[Referring expression data]
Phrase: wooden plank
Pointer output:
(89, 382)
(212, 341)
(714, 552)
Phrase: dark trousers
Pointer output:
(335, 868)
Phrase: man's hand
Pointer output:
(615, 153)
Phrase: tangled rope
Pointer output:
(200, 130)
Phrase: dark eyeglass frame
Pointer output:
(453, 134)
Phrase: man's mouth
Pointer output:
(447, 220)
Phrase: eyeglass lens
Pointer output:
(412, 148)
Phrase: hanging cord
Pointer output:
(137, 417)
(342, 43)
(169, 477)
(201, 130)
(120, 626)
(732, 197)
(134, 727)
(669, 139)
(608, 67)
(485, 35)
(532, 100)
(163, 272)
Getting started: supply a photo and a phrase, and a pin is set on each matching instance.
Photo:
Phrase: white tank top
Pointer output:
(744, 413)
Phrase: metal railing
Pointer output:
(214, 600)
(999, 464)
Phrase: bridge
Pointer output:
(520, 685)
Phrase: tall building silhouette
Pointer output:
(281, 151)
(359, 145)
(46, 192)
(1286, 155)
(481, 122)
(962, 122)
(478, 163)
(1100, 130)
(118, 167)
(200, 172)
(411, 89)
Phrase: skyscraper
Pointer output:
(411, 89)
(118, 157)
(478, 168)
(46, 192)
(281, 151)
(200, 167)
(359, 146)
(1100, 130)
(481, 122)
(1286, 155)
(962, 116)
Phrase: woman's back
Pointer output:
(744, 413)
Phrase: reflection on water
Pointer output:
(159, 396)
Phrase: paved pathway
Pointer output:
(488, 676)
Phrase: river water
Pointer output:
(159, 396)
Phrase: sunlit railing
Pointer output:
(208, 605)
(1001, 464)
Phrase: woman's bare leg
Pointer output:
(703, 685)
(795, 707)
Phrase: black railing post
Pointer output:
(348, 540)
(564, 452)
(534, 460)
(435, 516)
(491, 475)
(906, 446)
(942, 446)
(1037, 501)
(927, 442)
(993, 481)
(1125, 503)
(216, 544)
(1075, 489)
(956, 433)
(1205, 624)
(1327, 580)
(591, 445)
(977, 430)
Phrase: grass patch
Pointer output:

> [WORK ITEM]: Scan the data above; copy every line where "dark" appears.

> [SOLUTION TO THIS EXERCISE]:
Phrase: dark trousers
Phrase: dark eyeglass frame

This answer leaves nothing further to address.